* **Set of tasks**:
1/ Please output the passage of the homophones thread from "# Homophonous words/sentences" to "pronunciation, if possible.".
2/ Summarize the homophones thread in two sentences.

* **Selected extract**:
--- BEGIN ---

# Homophonous words/sentences



## Dymn

This is a thread to comment pairs of words or sentences that are homophonous (having the same pronounciation, as English _two, to_), in your language or dialect. I am not asking for the whole list, just the most frequent or funny if you know any. Add meaning and IPA pronunciation, if possible.


In 'Standard' *Catalan*:

_beure - veure_
'to drink - to see'
['bɛwɾə]

_no té sentit - no t'he sentit _
'it has no sense - I haven't heard you'
[no te sən'tit]

_pegar - pagar_
'to hit - to pay'
[pə'ga]

_bell - vell_
'beautiful - old'
[beʎ]

i - hi
'and - there (as fr. _y _and it. _ci_)'
_


In most *Spanish* dialects:

vaya - valla
'what a..., subjunctive of to go - fence'
['baja]

a - ha
'to - he has (as in he has gone)'
[a]

hola - ola
'hello - wave'
['ola]_


----------



## ger4

In German (just a few examples):
_
lehren - leeren_
'to teach - to empty'
['le:ʀən]
_
Lehre - Leere_
'teaching, theory, doctrine - emptiness'
['le:ʀə]
_
sprengen - sprengen _(same spelling)

--- END ---

[Records from a point labeling set]
--- BEGIN ---

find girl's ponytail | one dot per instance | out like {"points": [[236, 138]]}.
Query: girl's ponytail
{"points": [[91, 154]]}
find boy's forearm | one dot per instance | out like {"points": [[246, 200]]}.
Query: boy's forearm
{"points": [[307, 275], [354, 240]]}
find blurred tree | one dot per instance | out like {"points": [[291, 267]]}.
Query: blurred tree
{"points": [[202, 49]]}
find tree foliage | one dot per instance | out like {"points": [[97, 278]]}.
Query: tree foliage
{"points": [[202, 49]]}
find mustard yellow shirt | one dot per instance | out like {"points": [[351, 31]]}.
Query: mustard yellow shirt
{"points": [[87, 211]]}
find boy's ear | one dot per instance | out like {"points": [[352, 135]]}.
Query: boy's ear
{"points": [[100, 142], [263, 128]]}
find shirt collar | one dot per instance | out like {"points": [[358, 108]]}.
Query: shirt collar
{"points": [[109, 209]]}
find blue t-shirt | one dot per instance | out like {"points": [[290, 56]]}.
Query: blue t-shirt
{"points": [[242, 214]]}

--- END ---

* **Solutions to the tasks**:
1/
# Homophonous words/sentences



## Dymn

This is a thread to comment pairs of words or sentences that are homophonous (having the same pronounciation, as English _two, to_), in your language or dialect. I am not asking for the whole list, just the most frequent or funny if you know any. Add meaning and IPA pronunciation, if possible.

2/ The opening post invites people to share the most frequent or funny pairs of homophonous words or sentences in their language or dialect, with meanings and IPA where possible, and gives Catalan examples such as "beure - veure" and "pegar - pagar" and Spanish ones such as "vaya - valla" and "hola - ola". A reply adds German examples, including "lehren - leeren" ('to teach - to empty') and "Lehre - Leere" ('teaching, theory, doctrine - emptiness').